───── Document extract ─────

Whither Lagunitas?

Growing pains. There’s a lot of it about in the craft beer industry. And that’s only the drinkers.

Everyone is up in arms when their favourite small craft brewer gets to the size where business decisions have to be made, often involving ‘sell out’ to the insatiable appetite of big business.

So when a lovely lady invited me to taste some new, and more importantly free, Lagunitas beer and meet the ‘BrewMonster’ Jeremy Marshall it wasn’t difficult to accept. (Full disclosure time, free beer, goodie bag, no commitment to write.) In particular for the chance to grill someone about the relationship with Heineken. Spoiler alert, we all know their answer.

The Social on Little Portland Street was the venue, a bar on street level but we were downstairs in a noisy dungeon. I can’t imagine it is a regular haunt of Bryan Betts or Martyn Cornell, as indeed it isn’t mine. Suitably hip not Heineken though.

We don’t get a lot of opportunity to try some of Lagunitas seasonal and one-off brews in the UK. You can read better reviews of the beer elsewhere but in brief Born Again Yesterday is one for fresh hop lovers (fun to brew, I couldn’t drink much of it though), Aunt Sally a sour IPA using their English yeast (not sour enough for acidheads, not too bitter, entry level but none the worse for that, I enjoyed this) and an Imperial Coffee Stout which was phenomenal but as it was the last keg in existence I won’t tease further.

Crammed into a tiny bar space and with no prepared presentation it was a bit chaotic but good fun. A few titbits from the ‘presentation’,

  • Lagunitas suffer in the UK from the progressive duty, their beers are too high ABV to be competitively priced for the British market (in most other countries duty is the same on a 4% or 12% beer)
  • Lagunitas and Heineken are ‘trying to learn about the future together’. Information will be a two-way street apparently. (Though Heineken haven’t told them about their now not so new wild yeast strain.)
  • ‘Hazy is lazy’ I would be very interested to see this discussed with many trendy craft brewers. Will they use this phrase in their advertising I wonder? For more on this argument, please see Ed’s Beer Site
  • Lagunitas use a lot of different hops because they need each to add it’s own distinctive flavour profile. Large brewers (Lagunitas not in this category apparently) use a lot of different hops to level out the flavours. OK if you say so.
  • If Lagunitas was a band they would be Frank Zappa and the Mothers of Invention. See previous comment.

It’s tricky isn’t it? On the one hand they want to be a bunch of west coast hipsters making cool beers for beautiful people on the other they want to make money and sell more beer. Sierra Nevada and Brooklyn face similar dilemmas, well maybe not a dilemma depending on their outlook.

─────

In the Lagunitas post, retype the passage from "We don’t get" up to and including "won’t tease further." without changing any word or punctuation mark.

───── Data provided ─────

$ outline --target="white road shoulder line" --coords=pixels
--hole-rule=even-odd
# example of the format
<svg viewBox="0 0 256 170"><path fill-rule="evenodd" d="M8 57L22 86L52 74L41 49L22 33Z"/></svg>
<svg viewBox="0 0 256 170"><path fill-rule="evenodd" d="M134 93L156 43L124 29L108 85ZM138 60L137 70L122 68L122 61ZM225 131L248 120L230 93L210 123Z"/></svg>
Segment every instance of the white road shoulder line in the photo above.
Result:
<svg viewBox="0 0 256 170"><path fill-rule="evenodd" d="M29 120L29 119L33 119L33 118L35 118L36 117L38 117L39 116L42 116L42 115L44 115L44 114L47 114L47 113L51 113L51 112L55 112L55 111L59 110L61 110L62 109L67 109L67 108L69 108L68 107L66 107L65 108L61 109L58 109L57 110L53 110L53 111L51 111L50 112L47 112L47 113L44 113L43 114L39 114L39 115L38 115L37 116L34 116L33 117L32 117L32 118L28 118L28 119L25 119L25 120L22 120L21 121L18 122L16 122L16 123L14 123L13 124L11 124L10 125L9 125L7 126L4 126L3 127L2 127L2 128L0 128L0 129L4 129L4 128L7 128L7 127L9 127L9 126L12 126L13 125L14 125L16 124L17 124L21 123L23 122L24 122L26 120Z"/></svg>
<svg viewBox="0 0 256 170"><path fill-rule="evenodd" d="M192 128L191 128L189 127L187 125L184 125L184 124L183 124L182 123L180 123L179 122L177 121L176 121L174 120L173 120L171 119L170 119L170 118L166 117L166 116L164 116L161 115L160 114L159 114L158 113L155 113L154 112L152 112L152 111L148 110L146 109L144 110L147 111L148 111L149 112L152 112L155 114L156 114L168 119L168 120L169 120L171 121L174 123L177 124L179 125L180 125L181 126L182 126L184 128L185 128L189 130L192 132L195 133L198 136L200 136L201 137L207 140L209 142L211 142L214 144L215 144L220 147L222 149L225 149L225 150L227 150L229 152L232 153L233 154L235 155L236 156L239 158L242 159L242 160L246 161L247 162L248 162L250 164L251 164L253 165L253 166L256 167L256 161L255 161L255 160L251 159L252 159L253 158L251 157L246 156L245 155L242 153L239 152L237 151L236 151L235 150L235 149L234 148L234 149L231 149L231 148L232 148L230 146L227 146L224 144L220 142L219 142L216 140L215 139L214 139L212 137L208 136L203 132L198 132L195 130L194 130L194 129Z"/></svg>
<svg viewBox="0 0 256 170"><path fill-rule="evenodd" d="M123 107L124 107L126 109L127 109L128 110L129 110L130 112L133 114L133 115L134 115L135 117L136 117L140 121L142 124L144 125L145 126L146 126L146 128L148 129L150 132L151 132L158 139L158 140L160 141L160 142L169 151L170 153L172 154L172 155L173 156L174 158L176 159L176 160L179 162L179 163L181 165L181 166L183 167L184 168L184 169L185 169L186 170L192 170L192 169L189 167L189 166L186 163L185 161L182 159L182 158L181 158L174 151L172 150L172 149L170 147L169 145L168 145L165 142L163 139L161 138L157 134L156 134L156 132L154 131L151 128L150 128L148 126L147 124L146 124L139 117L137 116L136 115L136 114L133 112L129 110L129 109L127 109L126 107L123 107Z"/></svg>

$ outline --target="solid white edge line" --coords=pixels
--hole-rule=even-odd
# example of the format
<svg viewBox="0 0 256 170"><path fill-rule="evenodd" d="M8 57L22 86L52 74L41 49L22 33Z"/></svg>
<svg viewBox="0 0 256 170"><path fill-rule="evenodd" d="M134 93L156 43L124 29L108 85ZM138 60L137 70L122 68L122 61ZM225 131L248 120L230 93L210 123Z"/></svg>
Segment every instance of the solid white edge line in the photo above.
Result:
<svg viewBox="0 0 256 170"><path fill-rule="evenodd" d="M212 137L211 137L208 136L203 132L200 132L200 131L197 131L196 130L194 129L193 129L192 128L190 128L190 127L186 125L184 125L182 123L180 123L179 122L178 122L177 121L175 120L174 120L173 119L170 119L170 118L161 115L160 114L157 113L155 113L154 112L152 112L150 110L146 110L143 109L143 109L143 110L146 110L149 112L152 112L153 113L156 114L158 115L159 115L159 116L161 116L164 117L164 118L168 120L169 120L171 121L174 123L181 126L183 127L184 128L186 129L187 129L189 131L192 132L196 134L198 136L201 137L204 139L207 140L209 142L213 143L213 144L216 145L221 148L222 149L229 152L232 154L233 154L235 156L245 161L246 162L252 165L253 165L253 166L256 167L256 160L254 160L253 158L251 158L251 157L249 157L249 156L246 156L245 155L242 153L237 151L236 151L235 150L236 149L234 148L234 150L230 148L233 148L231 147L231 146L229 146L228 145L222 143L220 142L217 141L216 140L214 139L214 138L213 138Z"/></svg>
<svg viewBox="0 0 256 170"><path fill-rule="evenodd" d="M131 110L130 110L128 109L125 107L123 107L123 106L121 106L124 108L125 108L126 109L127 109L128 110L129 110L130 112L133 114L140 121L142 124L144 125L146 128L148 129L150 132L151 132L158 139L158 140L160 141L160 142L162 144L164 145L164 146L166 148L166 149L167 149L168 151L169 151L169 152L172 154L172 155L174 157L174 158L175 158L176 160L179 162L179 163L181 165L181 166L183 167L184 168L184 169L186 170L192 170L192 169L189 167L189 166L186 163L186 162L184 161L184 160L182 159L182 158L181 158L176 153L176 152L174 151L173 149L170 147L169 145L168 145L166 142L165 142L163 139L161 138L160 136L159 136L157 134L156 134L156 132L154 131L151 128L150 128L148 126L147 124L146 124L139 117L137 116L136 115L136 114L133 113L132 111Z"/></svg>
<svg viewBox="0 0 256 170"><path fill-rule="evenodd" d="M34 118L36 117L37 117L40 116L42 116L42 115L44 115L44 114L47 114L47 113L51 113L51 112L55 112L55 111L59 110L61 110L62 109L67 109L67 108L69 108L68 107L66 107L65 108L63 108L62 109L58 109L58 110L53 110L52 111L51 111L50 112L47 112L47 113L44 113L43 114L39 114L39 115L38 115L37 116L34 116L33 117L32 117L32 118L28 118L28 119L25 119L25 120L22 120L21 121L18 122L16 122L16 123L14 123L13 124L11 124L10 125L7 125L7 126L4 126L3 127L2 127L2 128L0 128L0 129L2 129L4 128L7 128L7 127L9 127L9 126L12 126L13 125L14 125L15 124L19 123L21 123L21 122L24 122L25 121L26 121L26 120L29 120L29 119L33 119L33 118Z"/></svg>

─────

[Finished task]:
We don’t get a lot of opportunity to try some of Lagunitas seasonal and one-off brews in the UK. You can read better reviews of the beer elsewhere but in brief Born Again Yesterday is one for fresh hop lovers (fun to brew, I couldn’t drink much of it though), Aunt Sally a sour IPA using their English yeast (not sour enough for acidheads, not too bitter, entry level but none the worse for that, I enjoyed this) and an Imperial Coffee Stout which was phenomenal but as it was the last keg in existence I won’t tease further.